● **Aim of the task**
Lay out every entry below as a Markdown table with the columns "Row" and "Line," giving each line its own numbered row and skipping blank lines.

● **Exercise data**
══════════

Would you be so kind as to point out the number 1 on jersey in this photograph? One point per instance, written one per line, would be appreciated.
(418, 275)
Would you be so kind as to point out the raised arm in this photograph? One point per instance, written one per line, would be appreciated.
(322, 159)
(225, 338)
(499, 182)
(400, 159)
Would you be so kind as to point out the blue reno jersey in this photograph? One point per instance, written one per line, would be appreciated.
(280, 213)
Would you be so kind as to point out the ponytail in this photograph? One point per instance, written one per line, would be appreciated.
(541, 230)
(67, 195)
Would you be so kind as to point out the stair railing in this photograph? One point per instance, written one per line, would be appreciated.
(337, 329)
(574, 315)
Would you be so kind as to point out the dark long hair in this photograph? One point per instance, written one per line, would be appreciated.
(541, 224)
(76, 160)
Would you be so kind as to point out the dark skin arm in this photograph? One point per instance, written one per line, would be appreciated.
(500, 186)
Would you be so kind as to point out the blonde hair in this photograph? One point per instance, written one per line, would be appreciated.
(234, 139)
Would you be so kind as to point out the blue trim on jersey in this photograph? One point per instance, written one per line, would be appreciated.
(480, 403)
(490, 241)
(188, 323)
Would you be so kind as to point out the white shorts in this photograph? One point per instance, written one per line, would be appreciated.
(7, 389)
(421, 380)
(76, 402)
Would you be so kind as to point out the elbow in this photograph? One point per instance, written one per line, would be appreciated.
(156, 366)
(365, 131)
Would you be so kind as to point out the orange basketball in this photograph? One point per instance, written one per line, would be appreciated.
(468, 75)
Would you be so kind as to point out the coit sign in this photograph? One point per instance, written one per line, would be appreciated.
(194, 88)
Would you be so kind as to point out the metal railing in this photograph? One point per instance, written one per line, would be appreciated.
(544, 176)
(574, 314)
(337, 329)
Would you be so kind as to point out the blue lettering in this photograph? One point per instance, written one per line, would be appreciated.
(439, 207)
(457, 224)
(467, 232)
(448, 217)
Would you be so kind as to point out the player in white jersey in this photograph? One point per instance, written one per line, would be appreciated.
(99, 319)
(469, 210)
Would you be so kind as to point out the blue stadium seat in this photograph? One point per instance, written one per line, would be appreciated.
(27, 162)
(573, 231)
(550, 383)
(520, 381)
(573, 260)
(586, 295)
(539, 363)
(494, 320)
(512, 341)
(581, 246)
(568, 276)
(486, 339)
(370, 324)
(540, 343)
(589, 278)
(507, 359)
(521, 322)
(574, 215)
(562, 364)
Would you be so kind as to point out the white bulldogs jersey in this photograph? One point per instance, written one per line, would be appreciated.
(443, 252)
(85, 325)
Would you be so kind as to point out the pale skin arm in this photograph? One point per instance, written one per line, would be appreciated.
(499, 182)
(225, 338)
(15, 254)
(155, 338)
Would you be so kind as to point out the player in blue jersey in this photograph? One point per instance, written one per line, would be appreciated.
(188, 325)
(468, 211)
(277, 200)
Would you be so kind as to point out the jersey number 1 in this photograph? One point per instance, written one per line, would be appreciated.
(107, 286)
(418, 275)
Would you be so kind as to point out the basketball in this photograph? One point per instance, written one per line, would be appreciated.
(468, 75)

══════════

● **Worked solution**
| Row | Line |
|---|---|
| 1 | Would you be so kind as to point out the number 1 on jersey in this photograph? One point per instance, written one per line, would be appreciated. |
| 2 | (418, 275) |
| 3 | Would you be so kind as to point out the raised arm in this photograph? One point per instance, written one per line, would be appreciated. |
| 4 | (322, 159) |
| 5 | (225, 338) |
| 6 | (499, 182) |
| 7 | (400, 159) |
| 8 | Would you be so kind as to point out the blue reno jersey in this photograph? One point per instance, written one per line, would be appreciated. |
| 9 | (280, 213) |
| 10 | Would you be so kind as to point out the ponytail in this photograph? One point per instance, written one per line, would be appreciated. |
| 11 | (541, 230) |
| 12 | (67, 195) |
| 13 | Would you be so kind as to point out the stair railing in this photograph? One point per instance, written one per line, would be appreciated. |
| 14 | (337, 329) |
| 15 | (574, 315) |
| 16 | Would you be so kind as to point out the dark long hair in this photograph? One point per instance, written one per line, would be appreciated. |
| 17 | (541, 224) |
| 18 | (76, 160) |
| 19 | Would you be so kind as to point out the dark skin arm in this photograph? One point per instance, written one per line, would be appreciated. |
| 20 | (500, 186) |
| 21 | Would you be so kind as to point out the blonde hair in this photograph? One point per instance, written one per line, would be appreciated. |
| 22 | (234, 139) |
| 23 | Would you be so kind as to point out the blue trim on jersey in this photograph? One point per instance, written one per line, would be appreciated. |
| 24 | (480, 403) |
| 25 | (490, 241) |
| 26 | (188, 323) |
| 27 | Would you be so kind as to point out the white shorts in this photograph? One point per instance, written one per line, would be appreciated. |
| 28 | (7, 389) |
| 29 | (421, 380) |
| 30 | (76, 402) |
| 31 | Would you be so kind as to point out the elbow in this photograph? One point per instance, written one per line, would be appreciated. |
| 32 | (156, 366) |
| 33 | (365, 131) |
| 34 | Would you be so kind as to point out the orange basketball in this photograph? One point per instance, written one per line, would be appreciated. |
| 35 | (468, 75) |
| 36 | Would you be so kind as to point out the coit sign in this photograph? One point per instance, written one per line, would be appreciated. |
| 37 | (194, 88) |
| 38 | Would you be so kind as to point out the metal railing in this photograph? One point per instance, written one per line, would be appreciated. |
| 39 | (544, 176) |
| 40 | (574, 314) |
| 41 | (337, 329) |
| 42 | Would you be so kind as to point out the blue lettering in this photograph? One point per instance, written one per line, would be appreciated. |
| 43 | (439, 207) |
| 44 | (457, 224) |
| 45 | (467, 232) |
| 46 | (448, 217) |
| 47 | Would you be so kind as to point out the player in white jersey in this photograph? One point per instance, written one per line, would be appreciated. |
| 48 | (99, 319) |
| 49 | (469, 210) |
| 50 | Would you be so kind as to point out the blue stadium seat in this photograph? One point per instance, written one per line, would be appreciated. |
| 51 | (27, 162) |
| 52 | (573, 231) |
| 53 | (550, 383) |
| 54 | (520, 381) |
| 55 | (573, 260) |
| 56 | (586, 295) |
| 57 | (539, 363) |
| 58 | (494, 320) |
| 59 | (512, 341) |
| 60 | (581, 246) |
| 61 | (568, 276) |
| 62 | (486, 339) |
| 63 | (370, 324) |
| 64 | (540, 343) |
| 65 | (589, 278) |
| 66 | (507, 359) |
| 67 | (521, 322) |
| 68 | (574, 215) |
| 69 | (562, 364) |
| 70 | Would you be so kind as to point out the white bulldogs jersey in this photograph? One point per instance, written one per line, would be appreciated. |
| 71 | (443, 252) |
| 72 | (85, 325) |
| 73 | Would you be so kind as to point out the pale skin arm in this photograph? One point per instance, written one per line, would be appreciated. |
| 74 | (499, 182) |
| 75 | (225, 338) |
| 76 | (15, 254) |
| 77 | (155, 338) |
| 78 | Would you be so kind as to point out the player in blue jersey in this photograph? One point per instance, written one per line, would be appreciated. |
| 79 | (188, 325) |
| 80 | (468, 211) |
| 81 | (277, 200) |
| 82 | Would you be so kind as to point out the jersey number 1 in this photograph? One point per instance, written one per line, would be appreciated. |
| 83 | (107, 286) |
| 84 | (418, 275) |
| 85 | Would you be so kind as to point out the basketball in this photograph? One point per instance, written one per line, would be appreciated. |
| 86 | (468, 75) |